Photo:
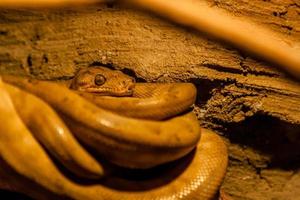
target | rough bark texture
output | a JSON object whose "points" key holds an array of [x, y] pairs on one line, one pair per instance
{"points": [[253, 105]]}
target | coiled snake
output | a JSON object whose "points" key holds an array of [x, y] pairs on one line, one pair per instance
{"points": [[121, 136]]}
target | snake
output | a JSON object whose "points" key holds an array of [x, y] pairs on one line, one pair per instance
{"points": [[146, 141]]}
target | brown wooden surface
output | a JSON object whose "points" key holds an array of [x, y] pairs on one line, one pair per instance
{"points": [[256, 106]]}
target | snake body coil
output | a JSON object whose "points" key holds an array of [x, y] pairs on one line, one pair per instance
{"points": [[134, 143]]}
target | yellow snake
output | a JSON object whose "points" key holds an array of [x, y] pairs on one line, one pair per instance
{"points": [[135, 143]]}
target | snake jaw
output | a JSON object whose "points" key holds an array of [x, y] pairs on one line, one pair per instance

○ ○ ○ ○

Exercise brief:
If a record contains a picture, leave the picture out; repeat the record itself exactly.

Answer for this exercise:
Photo:
target | rough bark texture
output | a JSON object whose "points" key holds an array of [x, y] pairs on one line, one pair per instance
{"points": [[253, 105]]}
target | coiled snake
output | a JSON object whose "points" key holds an array of [x, y] pairs on one line, one pair per instance
{"points": [[121, 136]]}
target | snake
output | a JSON object whose "points" key holds an array of [x, y] pairs on one line, one pair per instance
{"points": [[146, 141]]}
target | brown wooden surface
output | a JSON object whose "points" key holds an array of [x, y] pairs on one line, one pair per instance
{"points": [[256, 106]]}
target | snake body coil
output | a JSON object whose "points" key holds an array of [x, y] pairs on one line, one pair per instance
{"points": [[134, 143]]}
target | yellow snake
output | a JSON object whose "points" key holds an array of [x, y] pairs on one line, one pair per instance
{"points": [[135, 143]]}
target | snake jaw
output | a JSON object whose "points" key holds an array of [x, y] pairs on one line, one pair per instance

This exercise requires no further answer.